• _Exercise instructions_:
Which lines in the material below contain the word "wooden"? Pick out every such line, counting only matches with the same uppercase and lowercase letters.

• _Input material_:
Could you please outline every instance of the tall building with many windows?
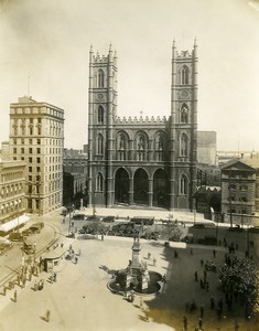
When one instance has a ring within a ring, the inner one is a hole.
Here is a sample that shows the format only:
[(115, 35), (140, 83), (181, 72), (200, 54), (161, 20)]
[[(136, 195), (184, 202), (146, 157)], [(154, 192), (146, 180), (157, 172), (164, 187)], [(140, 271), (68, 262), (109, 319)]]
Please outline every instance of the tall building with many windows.
[(13, 221), (17, 218), (19, 225), (25, 217), (25, 167), (22, 161), (0, 160), (0, 232), (2, 224), (15, 223)]
[(62, 206), (63, 147), (63, 109), (31, 97), (10, 105), (10, 152), (28, 164), (28, 212), (44, 214)]
[[(117, 56), (89, 54), (89, 205), (194, 207), (197, 162), (197, 45), (172, 47), (169, 118), (117, 115)], [(161, 109), (158, 109), (161, 114)]]

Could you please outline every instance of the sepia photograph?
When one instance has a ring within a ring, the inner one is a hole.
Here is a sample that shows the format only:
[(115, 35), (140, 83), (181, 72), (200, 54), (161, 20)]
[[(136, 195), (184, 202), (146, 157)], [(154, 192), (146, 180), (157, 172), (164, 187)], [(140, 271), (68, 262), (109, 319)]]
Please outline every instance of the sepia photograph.
[(259, 0), (0, 0), (0, 331), (259, 330)]

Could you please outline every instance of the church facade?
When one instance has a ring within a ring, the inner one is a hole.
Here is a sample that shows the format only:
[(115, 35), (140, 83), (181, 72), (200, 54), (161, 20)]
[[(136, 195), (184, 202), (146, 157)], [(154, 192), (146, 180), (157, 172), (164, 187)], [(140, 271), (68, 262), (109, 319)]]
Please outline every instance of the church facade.
[(197, 181), (197, 45), (172, 47), (169, 118), (117, 115), (117, 56), (89, 53), (88, 203), (193, 210)]

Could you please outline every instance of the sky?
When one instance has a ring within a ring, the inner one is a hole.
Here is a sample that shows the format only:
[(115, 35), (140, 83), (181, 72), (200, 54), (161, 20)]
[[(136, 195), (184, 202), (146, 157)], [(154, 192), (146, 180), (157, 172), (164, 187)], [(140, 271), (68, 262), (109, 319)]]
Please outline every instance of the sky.
[[(10, 104), (65, 110), (65, 147), (87, 143), (89, 49), (118, 55), (118, 115), (170, 116), (172, 42), (198, 45), (198, 130), (259, 151), (259, 1), (0, 0), (0, 141)], [(30, 78), (29, 78), (30, 76)]]

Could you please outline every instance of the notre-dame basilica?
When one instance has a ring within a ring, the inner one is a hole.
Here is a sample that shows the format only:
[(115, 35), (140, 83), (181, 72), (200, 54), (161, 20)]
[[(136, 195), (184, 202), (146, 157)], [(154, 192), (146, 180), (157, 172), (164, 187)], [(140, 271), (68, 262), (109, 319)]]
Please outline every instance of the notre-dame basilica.
[(89, 53), (89, 205), (192, 210), (197, 166), (197, 45), (172, 47), (170, 117), (117, 114), (117, 55)]

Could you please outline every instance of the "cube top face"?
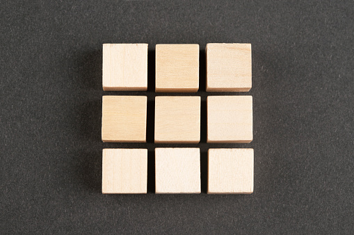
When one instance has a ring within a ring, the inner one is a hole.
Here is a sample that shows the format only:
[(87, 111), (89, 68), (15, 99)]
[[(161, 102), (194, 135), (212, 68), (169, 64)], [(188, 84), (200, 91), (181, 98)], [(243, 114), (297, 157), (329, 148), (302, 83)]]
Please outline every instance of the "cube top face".
[(147, 89), (147, 44), (103, 44), (104, 91)]
[(207, 98), (207, 143), (250, 143), (253, 139), (250, 96)]
[(155, 97), (155, 143), (199, 143), (200, 96)]
[(207, 44), (207, 92), (248, 92), (252, 87), (250, 44)]
[(211, 148), (208, 151), (208, 193), (253, 192), (253, 149)]
[(199, 89), (199, 45), (156, 45), (156, 92), (196, 92)]
[(146, 142), (147, 97), (104, 96), (102, 141)]
[(146, 193), (147, 149), (104, 149), (102, 193)]
[(199, 148), (155, 148), (155, 173), (156, 193), (200, 193)]

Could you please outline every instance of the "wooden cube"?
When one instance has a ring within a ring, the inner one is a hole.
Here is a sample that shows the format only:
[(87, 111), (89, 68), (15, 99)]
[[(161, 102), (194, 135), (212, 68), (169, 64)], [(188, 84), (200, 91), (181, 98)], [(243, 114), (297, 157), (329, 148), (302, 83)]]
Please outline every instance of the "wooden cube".
[(102, 193), (146, 193), (147, 150), (105, 148)]
[(253, 192), (253, 149), (211, 148), (208, 151), (208, 193)]
[(102, 141), (146, 142), (146, 96), (102, 97)]
[(200, 97), (155, 97), (155, 143), (199, 143)]
[(209, 43), (205, 51), (207, 92), (248, 92), (251, 89), (251, 44)]
[(156, 193), (200, 193), (199, 148), (155, 148), (155, 174)]
[(103, 44), (104, 91), (147, 89), (147, 44)]
[(207, 98), (207, 143), (250, 143), (253, 139), (250, 96)]
[(196, 92), (199, 89), (199, 45), (156, 45), (156, 92)]

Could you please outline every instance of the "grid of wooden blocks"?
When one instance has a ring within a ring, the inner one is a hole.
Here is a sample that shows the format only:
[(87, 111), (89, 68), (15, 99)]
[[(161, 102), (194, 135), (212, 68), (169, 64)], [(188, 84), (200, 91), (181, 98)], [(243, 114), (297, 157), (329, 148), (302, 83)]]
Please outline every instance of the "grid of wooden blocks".
[[(103, 45), (104, 91), (147, 89), (147, 44)], [(156, 92), (197, 92), (198, 44), (156, 45)], [(252, 87), (251, 45), (211, 43), (206, 47), (207, 92), (248, 92)], [(104, 142), (145, 143), (147, 96), (104, 96)], [(159, 148), (159, 143), (200, 141), (200, 96), (155, 97), (155, 193), (200, 193), (199, 148)], [(207, 98), (207, 143), (250, 143), (252, 135), (250, 96)], [(252, 193), (253, 149), (208, 151), (208, 193)], [(105, 148), (103, 193), (146, 193), (147, 150)]]

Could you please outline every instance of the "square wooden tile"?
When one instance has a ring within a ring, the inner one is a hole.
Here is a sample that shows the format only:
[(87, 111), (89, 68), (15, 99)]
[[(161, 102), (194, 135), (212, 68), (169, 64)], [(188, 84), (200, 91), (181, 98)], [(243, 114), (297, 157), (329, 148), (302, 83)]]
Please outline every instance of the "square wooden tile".
[(200, 96), (155, 97), (155, 143), (199, 143)]
[(209, 149), (208, 193), (252, 193), (253, 161), (252, 148)]
[(209, 43), (207, 92), (248, 92), (252, 87), (250, 44)]
[(147, 150), (105, 148), (102, 193), (146, 193)]
[(104, 91), (147, 89), (147, 44), (103, 44)]
[(199, 45), (156, 45), (156, 92), (196, 92), (199, 89)]
[(156, 193), (200, 193), (199, 148), (155, 148), (155, 173)]
[(207, 98), (207, 143), (250, 143), (252, 134), (250, 96)]
[(147, 97), (104, 96), (102, 141), (146, 142)]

• _Task result_:
Could you please outline every instance of the "wooden cube"?
Please outline every instance of the "wooden cube".
Could you please outline every instance of the "grid of wooden blocks"?
Please outline every instance of the "grid of wooden blocks".
Could you please outline every instance of the "square wooden tile"?
Please outline every instance of the "square wooden tile".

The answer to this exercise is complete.